* _出典抜粋_
***

関口は新穂高で合宿B隊と別れバスで上高地へ(平湯乗り換え)。2時半頃着く。
ロビーで岳仙がくたばっている。足下にはスーパードライが。いい生活してん
な。渡部はそこらをうろついていた。とりあえず下界の物を食っていない関口が
レストランへ行くことを希望。合宿の話をしつつ水がただで飲めるのをいいこと
に居座る。四時過ぎにようやく岳沢ヒュッテまで上ろうということに何となくま
とまる。みんなめんどくさいを連呼しながら荷物をまとめる。しかし軽量化のは
ずが関口が合宿隊にフライを預けるのを忘れたため今流行の無駄ボッカをする事
になる。ありったけ水を持って出発。貧乏なり。

***

(ポインティング用データセットの行)
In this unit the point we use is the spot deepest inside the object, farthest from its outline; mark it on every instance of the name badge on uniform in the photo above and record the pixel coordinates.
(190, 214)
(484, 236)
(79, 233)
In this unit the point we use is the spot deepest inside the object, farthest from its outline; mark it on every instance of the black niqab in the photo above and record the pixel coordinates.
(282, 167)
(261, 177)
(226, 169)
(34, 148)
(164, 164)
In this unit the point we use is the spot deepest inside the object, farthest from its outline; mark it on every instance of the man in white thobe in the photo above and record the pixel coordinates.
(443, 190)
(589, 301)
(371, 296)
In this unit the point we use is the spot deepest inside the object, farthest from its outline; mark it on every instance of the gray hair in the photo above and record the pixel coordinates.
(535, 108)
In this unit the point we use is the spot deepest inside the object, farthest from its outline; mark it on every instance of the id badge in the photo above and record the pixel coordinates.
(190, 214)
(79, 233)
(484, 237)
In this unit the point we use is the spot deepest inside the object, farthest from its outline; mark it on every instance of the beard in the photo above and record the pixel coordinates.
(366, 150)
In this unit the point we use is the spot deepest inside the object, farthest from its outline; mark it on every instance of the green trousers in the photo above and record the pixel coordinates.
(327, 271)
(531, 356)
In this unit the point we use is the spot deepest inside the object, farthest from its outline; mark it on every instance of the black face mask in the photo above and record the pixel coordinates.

***

* _小課題 1_
上高地への山行記から、「ロビーで岳仙がくたばっている。足下にはスーパードライが。いい生活してん」で始まり「になる。ありったけ水を持って出発。貧乏なり。」まで続く部分をそのまま複製してもらえますか?
* _小課題 2_
データ抜粋の行のうち、「of the green」を含む行から行の最後までを指示の文も含めて示し直し、答えにある座標の数値すべてに115を足してずらしてもらえますか?範囲内の行だけを出してください。
本文と行は、それぞれ別の出典から取られたものです。

* _解答例 1_
ロビーで岳仙がくたばっている。足下にはスーパードライが。いい生活してん
な。渡部はそこらをうろついていた。とりあえず下界の物を食っていない関口が
レストランへ行くことを希望。合宿の話をしつつ水がただで飲めるのをいいこと
に居座る。四時過ぎにようやく岳沢ヒュッテまで上ろうということに何となくま
とまる。みんなめんどくさいを連呼しながら荷物をまとめる。しかし軽量化のは
ずが関口が合宿隊にフライを預けるのを忘れたため今流行の無駄ボッカをする事
になる。ありったけ水を持って出発。貧乏なり。

* _解答例 2_
In this unit the point we use is the spot deepest inside the object, farthest from its outline; mark it on every instance of the green trousers in the photo above and record the pixel coordinates.
(442, 386)
(646, 471)
In this unit the point we use is the spot deepest inside the object, farthest from its outline; mark it on every instance of the black face mask in the photo above and record the pixel coordinates.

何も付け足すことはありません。